Exercise brief
Copy the line containing "If you could place a marker on the bridge support" and every line after it through the end of the entries, keeping each one word for word.

──────── Given information

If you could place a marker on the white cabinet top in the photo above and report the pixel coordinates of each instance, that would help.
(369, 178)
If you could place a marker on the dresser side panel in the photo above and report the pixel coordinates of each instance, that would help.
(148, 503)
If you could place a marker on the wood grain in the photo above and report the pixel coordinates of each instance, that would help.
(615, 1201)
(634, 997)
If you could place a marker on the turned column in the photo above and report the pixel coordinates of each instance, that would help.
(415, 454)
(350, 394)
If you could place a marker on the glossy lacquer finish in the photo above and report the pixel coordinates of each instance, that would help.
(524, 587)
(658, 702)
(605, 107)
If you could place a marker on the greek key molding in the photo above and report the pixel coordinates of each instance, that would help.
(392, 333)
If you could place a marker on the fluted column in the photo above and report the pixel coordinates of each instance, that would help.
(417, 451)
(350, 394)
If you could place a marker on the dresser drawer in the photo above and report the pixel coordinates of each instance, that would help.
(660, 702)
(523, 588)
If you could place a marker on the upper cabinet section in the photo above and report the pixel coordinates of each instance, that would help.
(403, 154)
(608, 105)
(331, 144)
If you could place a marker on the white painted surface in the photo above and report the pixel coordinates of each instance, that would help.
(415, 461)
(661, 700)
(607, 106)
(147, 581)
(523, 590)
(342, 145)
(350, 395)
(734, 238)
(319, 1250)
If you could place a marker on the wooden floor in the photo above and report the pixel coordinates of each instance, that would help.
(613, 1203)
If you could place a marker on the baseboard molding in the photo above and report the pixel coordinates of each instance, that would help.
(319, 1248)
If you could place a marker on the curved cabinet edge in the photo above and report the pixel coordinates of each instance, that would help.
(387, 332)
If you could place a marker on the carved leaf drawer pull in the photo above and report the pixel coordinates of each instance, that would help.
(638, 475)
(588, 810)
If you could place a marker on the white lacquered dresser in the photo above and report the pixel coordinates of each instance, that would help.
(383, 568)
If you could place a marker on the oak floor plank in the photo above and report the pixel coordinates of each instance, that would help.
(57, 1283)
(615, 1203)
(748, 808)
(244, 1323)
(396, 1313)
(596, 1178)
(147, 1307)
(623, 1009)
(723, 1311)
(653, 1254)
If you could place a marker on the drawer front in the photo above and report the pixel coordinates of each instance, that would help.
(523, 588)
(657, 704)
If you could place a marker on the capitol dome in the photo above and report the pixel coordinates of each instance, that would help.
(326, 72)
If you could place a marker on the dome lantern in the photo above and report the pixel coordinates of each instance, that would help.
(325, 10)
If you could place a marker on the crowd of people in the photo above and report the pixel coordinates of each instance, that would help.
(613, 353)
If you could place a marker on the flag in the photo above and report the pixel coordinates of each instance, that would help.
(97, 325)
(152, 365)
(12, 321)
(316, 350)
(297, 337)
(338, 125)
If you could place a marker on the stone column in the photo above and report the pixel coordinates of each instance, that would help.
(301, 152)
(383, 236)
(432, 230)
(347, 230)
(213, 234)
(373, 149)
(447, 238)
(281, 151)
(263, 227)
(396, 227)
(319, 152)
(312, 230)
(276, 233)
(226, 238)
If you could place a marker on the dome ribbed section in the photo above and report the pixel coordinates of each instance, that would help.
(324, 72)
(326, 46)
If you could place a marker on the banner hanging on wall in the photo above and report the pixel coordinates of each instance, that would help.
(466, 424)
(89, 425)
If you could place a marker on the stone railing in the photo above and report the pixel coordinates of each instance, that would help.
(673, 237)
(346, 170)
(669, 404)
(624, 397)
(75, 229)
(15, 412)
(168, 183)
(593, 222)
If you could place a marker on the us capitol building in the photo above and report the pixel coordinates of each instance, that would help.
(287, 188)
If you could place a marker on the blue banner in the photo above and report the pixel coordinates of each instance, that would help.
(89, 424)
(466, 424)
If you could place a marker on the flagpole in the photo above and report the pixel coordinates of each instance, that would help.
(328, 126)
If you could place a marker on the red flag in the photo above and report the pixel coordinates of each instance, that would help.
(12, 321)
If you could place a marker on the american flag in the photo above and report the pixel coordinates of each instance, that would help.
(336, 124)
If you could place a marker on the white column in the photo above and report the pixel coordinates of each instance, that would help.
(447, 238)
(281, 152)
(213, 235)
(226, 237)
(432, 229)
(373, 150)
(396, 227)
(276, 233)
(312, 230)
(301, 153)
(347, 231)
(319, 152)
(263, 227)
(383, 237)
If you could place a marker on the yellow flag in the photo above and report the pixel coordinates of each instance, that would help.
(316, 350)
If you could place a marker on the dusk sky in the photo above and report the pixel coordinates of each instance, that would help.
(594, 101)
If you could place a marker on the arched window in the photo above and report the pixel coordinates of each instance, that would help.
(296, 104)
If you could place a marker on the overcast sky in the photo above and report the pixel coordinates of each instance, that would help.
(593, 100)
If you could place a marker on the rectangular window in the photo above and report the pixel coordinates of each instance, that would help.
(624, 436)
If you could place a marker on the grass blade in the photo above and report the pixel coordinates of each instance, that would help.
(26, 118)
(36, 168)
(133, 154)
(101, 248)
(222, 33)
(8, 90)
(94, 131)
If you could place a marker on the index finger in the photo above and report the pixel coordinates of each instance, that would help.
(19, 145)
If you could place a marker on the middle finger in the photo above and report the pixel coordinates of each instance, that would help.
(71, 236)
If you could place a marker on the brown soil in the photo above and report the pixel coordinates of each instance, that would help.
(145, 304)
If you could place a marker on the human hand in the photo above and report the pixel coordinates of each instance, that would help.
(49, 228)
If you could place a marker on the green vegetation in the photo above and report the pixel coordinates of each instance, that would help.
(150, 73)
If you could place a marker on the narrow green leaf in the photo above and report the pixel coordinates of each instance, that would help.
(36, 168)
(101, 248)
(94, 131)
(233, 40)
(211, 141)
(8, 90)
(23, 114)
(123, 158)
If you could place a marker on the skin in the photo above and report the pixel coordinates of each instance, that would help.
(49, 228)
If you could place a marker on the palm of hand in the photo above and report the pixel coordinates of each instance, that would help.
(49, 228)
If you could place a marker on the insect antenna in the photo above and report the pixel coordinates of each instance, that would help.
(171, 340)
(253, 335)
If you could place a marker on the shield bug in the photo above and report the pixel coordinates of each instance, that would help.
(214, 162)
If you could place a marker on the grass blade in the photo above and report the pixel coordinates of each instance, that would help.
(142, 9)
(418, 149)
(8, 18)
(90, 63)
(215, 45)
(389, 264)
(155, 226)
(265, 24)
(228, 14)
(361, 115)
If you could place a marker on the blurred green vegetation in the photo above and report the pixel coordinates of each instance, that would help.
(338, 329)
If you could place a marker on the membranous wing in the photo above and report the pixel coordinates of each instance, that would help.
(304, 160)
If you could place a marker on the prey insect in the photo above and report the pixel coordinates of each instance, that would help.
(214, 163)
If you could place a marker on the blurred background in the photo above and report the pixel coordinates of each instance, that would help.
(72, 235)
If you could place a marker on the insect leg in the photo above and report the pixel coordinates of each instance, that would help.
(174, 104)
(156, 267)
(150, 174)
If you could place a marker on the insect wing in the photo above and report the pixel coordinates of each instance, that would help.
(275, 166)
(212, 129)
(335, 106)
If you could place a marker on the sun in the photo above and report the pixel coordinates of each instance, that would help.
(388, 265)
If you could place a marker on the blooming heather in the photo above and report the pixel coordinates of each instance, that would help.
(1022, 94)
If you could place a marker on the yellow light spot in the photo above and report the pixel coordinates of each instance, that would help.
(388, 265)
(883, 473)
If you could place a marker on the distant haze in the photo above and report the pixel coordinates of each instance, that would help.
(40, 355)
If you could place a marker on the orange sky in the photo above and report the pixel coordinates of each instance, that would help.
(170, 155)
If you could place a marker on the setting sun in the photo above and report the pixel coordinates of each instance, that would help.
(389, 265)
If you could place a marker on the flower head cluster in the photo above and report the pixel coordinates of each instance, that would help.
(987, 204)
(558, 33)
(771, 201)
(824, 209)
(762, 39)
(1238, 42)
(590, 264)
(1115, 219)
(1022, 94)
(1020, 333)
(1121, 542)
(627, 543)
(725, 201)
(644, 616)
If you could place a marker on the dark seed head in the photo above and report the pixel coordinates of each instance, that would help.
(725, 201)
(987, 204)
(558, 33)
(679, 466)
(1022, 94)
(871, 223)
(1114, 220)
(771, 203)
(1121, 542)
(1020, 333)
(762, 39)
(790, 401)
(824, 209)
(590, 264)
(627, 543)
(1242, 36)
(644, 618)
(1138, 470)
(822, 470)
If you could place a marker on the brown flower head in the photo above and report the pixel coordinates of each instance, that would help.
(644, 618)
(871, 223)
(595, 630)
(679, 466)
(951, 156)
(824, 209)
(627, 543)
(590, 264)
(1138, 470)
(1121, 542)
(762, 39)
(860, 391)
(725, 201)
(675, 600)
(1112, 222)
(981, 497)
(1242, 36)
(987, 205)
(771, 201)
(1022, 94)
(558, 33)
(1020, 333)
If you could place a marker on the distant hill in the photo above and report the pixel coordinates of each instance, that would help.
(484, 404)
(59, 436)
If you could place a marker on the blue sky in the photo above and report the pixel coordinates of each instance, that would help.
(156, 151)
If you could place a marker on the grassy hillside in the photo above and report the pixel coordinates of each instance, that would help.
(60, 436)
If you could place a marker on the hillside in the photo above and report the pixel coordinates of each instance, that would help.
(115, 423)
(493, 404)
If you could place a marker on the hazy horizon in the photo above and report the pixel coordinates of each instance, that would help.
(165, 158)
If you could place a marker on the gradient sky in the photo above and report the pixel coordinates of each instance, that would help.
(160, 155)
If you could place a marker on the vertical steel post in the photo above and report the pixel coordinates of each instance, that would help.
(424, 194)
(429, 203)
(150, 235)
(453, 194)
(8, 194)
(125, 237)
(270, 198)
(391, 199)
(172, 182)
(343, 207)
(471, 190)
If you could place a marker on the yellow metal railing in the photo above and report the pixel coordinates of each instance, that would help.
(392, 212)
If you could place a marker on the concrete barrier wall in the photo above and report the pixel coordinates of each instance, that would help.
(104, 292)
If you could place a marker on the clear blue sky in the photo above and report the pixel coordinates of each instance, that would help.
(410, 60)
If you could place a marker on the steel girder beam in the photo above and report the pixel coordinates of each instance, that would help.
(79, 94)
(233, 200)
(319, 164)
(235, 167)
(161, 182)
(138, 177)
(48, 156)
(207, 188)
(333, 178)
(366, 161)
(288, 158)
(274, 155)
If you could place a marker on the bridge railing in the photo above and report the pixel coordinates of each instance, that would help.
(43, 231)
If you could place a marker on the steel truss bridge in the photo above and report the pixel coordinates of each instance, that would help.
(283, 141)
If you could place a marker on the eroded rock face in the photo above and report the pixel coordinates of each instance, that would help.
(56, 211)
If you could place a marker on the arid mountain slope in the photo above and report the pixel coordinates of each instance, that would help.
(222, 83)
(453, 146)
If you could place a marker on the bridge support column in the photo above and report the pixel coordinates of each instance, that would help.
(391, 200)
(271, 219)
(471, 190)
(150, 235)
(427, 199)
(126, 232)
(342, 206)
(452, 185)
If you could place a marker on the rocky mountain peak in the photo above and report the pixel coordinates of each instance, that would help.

────────────────

Solution for this problem
If you could place a marker on the bridge support column in the photo above and report the pixel coordinates of each instance, that would help.
(391, 200)
(271, 219)
(471, 190)
(150, 235)
(427, 199)
(126, 232)
(342, 206)
(452, 185)
If you could place a marker on the rocky mountain peak in the photo above and report the pixel coordinates of each instance, that would help.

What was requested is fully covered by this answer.